__Page extract__
* * * * * * *

United States Senator from Rhode Island
- In office December 1, 1862 – March 3, 1863
- Preceded by: James F. Simmons
- Succeeded by: William Sprague

6th and 14th Lieutenant Governor of Rhode Island
- In office May 1861 – December 1862
- Governor: William Sprague IV
- Preceded by: J. Russell Bullock
- Succeeded by: Seth Padelford
- In office May 1852 – May 1853
- Governor: Philip Allen
- Preceded by: William B. Lawrence
- Succeeded by: Francis M. Dimond

Personal details
- Born: April 12, 1821 Providence, Rhode Island, U.S.
- Died: February 14, 1880 (aged 58) Providence, Rhode Island, U.S.
- Resting place: Swan Point Cemetery, Providence, Rhode Island
- Party: Whig (before 1854) Republican (from 1854)
- Spouse: Louisa Gindrat Arnold (1828–1905)
- Relations: Welcome Arnold (grandfather); Theodore Francis Green (grandnephew);
- Children: 3
- Education: Brown University Harvard University
- Profession: Attorney

= Samuel G. Arnold =

American politician (1821–1880)

Samuel Greene Arnold Jr. (April 12, 1821 – February 14, 1880) was an American attorney and politician from Rhode Island. A Republican, he was most notable for his service as lieutenant governor and as a United States senator.

==Early life==
Born in Providence, Arnold received his early education under private tutors, then graduated from Brown University in 1841 and Harvard Law School in 1845. He was admitted to the bar in 1845, and practiced in Providence. He was also a historian, and he served as a trustee of Brown University from 1848 to 1880.

==Career==
Arnold was elected Lieutenant Governor of Rhode Island in 1852 and served as acting governor. In 1859, he was elected an Associate Fellow of the American Academy of Arts and Sciences, where he wrote the two-volume History of the State of Rhode Island and Providence Plantations in 1859. He was a member of the peace commission held at Washington, D.C., in 1861 in an effort to prevent the impending civil war.

* * * * * * *

__Collected material__
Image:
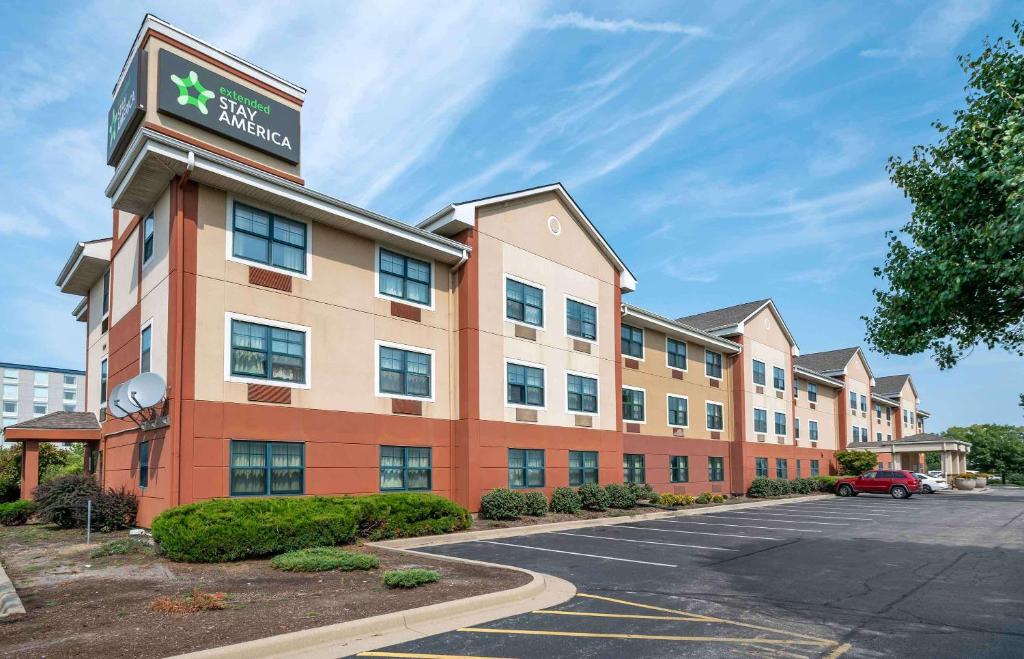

* * * * * * *

__Aim A__
Repeat the Samuel G. Arnold biography from "Personal details" up to and including "American politician (1821–1880)".
__Aim B__
Write what comes next in the Samuel G. Arnold biography, starting after its final sentence.

__Task response A__
Personal details
- Born: April 12, 1821 Providence, Rhode Island, U.S.
- Died: February 14, 1880 (aged 58) Providence, Rhode Island, U.S.
- Resting place: Swan Point Cemetery, Providence, Rhode Island
- Party: Whig (before 1854) Republican (from 1854)
- Spouse: Louisa Gindrat Arnold (1828–1905)
- Relations: Welcome Arnold (grandfather); Theodore Francis Green (grandnephew);
- Children: 3
- Education: Brown University Harvard University
- Profession: Attorney

= Samuel G. Arnold =

American politician (1821–1880)

__Task response B__
In March 1861, Arnold was again elected lieutenant governor after being nominated by the Constitutional Union and Democratic Conventions. He was again elected lieutenant governor in 1862.

Shortly after the outbreak of the Civil War, Arnold was appointed as a military aide to Governor William Sprague with rank of colonel, and he raised the 1st Rhode Island Battery of light artillery, which went to Washington, D.C., and was mustered into the Union Army for three months.

He was elected as a Republican to the U.S. Senate to fill the vacancy caused by the resignation of James F. Simmons, and he served from December 1, 1862, to March 3, 1863. After his time in the Senate, he returned to historical research and was president of the Rhode Island Historical Society from 1868 to 1880. He died in Providence on February 13, 1880; interment was in Swan Point Cemetery.

==Family ==
He married his cousin Louisa Gindrat Arnold (1828–1905), the daughter of his father's uncle Richard J. Arnold (1796–1873). He wrote, "I have brought up my cousin for years to make her my wife, for I am so fastidious and particular on that matter that I knew I never should find a lady to suit me in all respects unless I educated her for the purpose. This is an original idea to be sure."

Arnold's grandnephew Theodore Francis Green was also a U.S. Senator from Rhode Island.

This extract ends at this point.